* _TEXTE EXTRAIT_
▼

Lorsqu’on se laisse aller à la conclusion facile teintée de cynisme, on associe les obèses aux gros ricains de base qui se gavent de Mac Do’… ce qui n’est pas que faux… mais pas tout à fait vrai non plus : l’obésité est un problème bien plus large, une véritable maladie à l’échelle mondiale, touchant les pays riches comme les plus pauvres.
Et il me semble primordial d’insister sur le mot maladie : souvent, les personnes obèses se retrouvent victime de condescendance, de jugement primaire ; « il ne fait aucun effort sur son poids », « elle devrait faire attention à ce qu’elle mange », etc. Pourtant, dans la plupart des cas, leur souci se situe malheureusement bien au-dessus de la volonté, révélant de la véritable addiction, la nourriture agissant sur eux comme une véritable drogue dont ils ne peuvent se passer.
Afin de lutter contre ces préjugés, mais aussi et surtout d’informer le plus grand nombre et aider les personnes concernées, Emilie Gleason et Arthur Croque publient aujourd’hui Junk Food, une BD au sujet de cette addiction. Une BD basée sur des enquêtes sociologiques, des études scientifiques et divers témoignages, mais s’éloignant néanmoins des BD-reportages classiques – pouvant rebuter par leur aspect rébarbatif et grave – pour un album scénarisé, mettant en scène un personnage fictif et son histoire. Ainsi, c’est via le regard de Zazou, une jeune anorexique de 24 ans, que nous découvrirons la dure vie des accrocs à la bouffe, leurs périodes de « binge » durant lesquelles ils engouffrent des quantités de nourriture hallucinantes sans aucun moyen de se contrôler, les phases de manque aussi violentes que celles des toxicomanes qu’ils subissent lorsqu’ils tentent un sevrage, le regard sur soi si difficile à assumer qu’ils proviennent d’inconnus, de son entourage, de son conjoint ou même de son propre miroir, les outils à disposition pour se faire diagnostiquer et les solutions qui existent pour se soigner, l’aide que l’on peut trouver auprès de Food Addicts, sorte de réunions d’Alcooliques Anonymes plus enclins à la baffre qu’à la picole. Ce choix judicieux permettra d’aborder ces sujets complexes et des données ô combien sérieuses via cette petite nénette au tempérament de feu, et ainsi d’y insuffler une bonne dose d’humour et d’humanité, dans un habile mélange de cynisme et de légèreté.
Un décalage encore plus appuyé par le visuel totalement fou d’Emilie Gleason, celle-ci n’hésitant pas un instant à exploser les proportions pour infliger à ses perso’ les corps totalement difformes qu’ils pensent se trimballer, les recouvrir de couleurs totalement criardes et funky, et les mettre en scène dans des positions et postures tellement folles qu’on pourrait croire qu’ils mènent un ballet… on les entendrait presque chanter !
Finalement, loin d’une énième et austère BD-reportage, les auteurs nous livrent ici une sorte de comédie musicale dessinée qui instruit et qui décoiffe, où la folie et l’absurde rivalisent avec la dureté du sujet et le factuel qu’il impose.

▲

* _EXERCICES_
• 1. Selon l'extrait, pourquoi est-il primordial d'insister sur le mot « maladie » au sujet de l'obésité ? Répondez en une à trois phrases.
• 2. Recopiez fidèlement le passage de l'extrait allant de « Lorsqu’on se laisse » jusqu'à « peuvent se passer. ».

* _LIGNES FOURNIES_
▼

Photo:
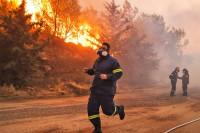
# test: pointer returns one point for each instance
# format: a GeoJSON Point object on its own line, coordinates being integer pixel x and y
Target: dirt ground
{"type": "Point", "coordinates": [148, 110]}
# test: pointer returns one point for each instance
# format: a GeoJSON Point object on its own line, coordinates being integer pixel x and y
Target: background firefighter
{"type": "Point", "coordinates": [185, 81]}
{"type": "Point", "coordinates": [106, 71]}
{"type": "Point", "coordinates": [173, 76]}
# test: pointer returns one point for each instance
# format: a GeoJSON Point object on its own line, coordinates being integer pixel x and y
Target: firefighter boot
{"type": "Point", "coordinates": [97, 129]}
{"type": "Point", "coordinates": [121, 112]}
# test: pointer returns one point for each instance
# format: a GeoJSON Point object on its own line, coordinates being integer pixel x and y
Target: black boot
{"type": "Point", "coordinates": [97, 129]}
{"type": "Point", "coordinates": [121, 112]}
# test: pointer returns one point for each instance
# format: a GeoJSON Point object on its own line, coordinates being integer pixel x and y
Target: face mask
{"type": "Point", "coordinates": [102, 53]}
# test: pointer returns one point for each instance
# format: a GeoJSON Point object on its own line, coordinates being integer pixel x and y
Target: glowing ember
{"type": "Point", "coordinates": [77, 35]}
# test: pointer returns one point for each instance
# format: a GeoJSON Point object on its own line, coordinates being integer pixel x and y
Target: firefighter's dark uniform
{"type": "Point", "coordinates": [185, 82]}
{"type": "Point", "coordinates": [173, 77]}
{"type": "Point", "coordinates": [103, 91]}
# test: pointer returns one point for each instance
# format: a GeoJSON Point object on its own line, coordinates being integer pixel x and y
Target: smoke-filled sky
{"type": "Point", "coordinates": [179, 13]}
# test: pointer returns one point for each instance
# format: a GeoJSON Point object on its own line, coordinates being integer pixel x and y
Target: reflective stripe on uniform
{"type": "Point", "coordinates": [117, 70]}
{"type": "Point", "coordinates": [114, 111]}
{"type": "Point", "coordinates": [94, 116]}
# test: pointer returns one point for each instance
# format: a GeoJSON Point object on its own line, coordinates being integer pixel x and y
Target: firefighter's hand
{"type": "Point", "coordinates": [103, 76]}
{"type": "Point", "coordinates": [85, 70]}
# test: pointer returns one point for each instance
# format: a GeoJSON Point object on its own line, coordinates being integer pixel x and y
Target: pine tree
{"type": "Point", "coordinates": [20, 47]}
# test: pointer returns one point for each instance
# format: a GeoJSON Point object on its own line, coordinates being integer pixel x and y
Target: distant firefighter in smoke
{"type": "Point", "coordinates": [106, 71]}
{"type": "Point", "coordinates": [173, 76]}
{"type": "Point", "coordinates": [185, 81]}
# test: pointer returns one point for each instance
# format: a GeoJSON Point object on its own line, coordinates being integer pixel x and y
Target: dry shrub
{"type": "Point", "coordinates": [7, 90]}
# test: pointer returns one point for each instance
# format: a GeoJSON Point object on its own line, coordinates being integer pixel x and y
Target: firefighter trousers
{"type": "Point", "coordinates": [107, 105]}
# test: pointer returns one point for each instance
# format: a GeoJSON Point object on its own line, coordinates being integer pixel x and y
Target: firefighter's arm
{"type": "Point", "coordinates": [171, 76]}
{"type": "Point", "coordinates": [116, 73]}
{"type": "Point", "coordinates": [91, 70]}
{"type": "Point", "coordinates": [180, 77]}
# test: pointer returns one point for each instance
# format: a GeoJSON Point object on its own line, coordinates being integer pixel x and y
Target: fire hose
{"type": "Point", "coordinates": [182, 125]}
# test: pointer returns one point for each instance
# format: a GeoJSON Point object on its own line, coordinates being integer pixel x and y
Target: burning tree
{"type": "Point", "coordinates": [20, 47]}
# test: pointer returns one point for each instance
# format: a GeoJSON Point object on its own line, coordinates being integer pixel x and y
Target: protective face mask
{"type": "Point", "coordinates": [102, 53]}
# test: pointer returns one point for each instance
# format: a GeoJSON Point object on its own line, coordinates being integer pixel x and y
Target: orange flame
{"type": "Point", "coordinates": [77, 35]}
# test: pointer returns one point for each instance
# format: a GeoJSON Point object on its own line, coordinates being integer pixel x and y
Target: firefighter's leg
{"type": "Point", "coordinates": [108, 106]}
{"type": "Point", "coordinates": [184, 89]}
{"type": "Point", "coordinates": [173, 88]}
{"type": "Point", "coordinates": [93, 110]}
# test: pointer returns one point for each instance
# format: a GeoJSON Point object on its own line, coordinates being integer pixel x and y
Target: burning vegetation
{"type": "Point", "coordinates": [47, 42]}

▲
▼

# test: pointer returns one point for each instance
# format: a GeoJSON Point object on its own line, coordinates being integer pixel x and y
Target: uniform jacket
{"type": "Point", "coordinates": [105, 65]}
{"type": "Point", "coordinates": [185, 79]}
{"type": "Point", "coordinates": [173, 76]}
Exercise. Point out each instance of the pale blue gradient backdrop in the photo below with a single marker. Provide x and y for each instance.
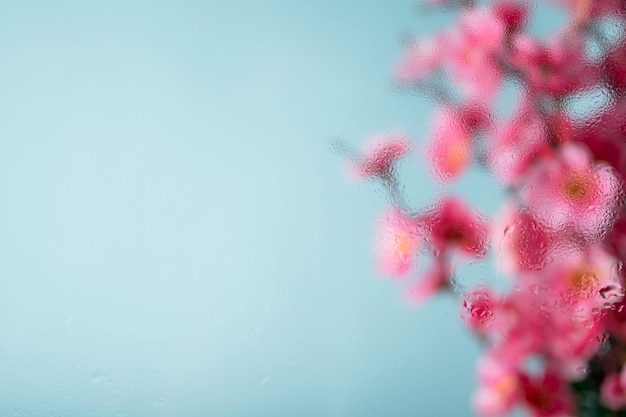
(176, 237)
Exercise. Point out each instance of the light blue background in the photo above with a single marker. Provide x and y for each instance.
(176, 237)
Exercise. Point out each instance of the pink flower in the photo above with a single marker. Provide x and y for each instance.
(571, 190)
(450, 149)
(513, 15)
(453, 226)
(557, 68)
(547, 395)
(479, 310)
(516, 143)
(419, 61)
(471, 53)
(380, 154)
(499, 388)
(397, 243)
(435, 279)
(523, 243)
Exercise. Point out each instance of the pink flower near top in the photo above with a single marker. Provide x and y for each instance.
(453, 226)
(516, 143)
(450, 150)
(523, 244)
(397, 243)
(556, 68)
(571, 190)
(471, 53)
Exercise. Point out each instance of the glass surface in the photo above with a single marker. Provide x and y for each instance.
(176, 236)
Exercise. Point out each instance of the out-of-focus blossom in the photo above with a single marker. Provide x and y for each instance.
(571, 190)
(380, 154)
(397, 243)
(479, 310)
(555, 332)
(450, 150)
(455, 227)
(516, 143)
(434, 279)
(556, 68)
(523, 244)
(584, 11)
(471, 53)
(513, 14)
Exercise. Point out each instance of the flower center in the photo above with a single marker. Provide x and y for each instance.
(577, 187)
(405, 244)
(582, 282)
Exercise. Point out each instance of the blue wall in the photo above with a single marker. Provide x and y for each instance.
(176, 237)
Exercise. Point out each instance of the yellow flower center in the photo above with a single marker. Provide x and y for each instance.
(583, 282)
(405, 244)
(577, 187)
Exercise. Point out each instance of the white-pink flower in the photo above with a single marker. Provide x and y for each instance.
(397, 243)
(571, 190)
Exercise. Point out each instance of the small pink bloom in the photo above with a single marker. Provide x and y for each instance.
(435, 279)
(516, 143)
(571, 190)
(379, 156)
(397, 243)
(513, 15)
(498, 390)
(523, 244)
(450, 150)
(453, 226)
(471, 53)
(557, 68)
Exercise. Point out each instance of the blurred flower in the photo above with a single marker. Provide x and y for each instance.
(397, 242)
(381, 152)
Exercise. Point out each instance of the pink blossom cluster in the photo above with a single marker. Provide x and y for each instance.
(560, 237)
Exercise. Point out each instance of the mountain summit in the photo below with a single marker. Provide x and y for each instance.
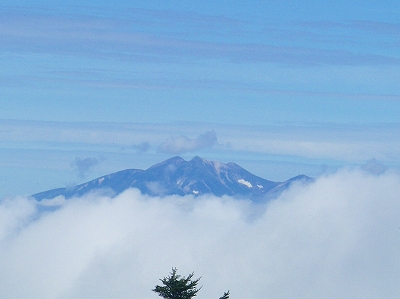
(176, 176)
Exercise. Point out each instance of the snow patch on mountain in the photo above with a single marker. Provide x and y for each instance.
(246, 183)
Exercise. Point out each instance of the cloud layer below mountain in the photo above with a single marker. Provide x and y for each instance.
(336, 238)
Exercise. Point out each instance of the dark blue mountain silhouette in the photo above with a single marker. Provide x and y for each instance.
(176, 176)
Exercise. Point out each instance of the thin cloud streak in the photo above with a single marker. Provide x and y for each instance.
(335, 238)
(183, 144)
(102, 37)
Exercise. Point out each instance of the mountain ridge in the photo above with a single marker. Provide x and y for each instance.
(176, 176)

▲

* _CORRIGÉ_
• 1. Les personnes obèses sont souvent victimes de condescendance et de jugements primaires, qui leur reprochent de ne faire aucun effort. Or, dans la plupart des cas, leur problème se situe bien au-dessus de la volonté. Il relève d'une véritable addiction, la nourriture agissant sur elles comme une drogue dont elles ne peuvent se passer.

• 2.
Lorsqu’on se laisse aller à la conclusion facile teintée de cynisme, on associe les obèses aux gros ricains de base qui se gavent de Mac Do’… ce qui n’est pas que faux… mais pas tout à fait vrai non plus : l’obésité est un problème bien plus large, une véritable maladie à l’échelle mondiale, touchant les pays riches comme les plus pauvres.
Et il me semble primordial d’insister sur le mot maladie : souvent, les personnes obèses se retrouvent victime de condescendance, de jugement primaire ; « il ne fait aucun effort sur son poids », « elle devrait faire attention à ce qu’elle mange », etc. Pourtant, dans la plupart des cas, leur souci se situe malheureusement bien au-dessus de la volonté, révélant de la véritable addiction, la nourriture agissant sur eux comme une véritable drogue dont ils ne peuvent se passer.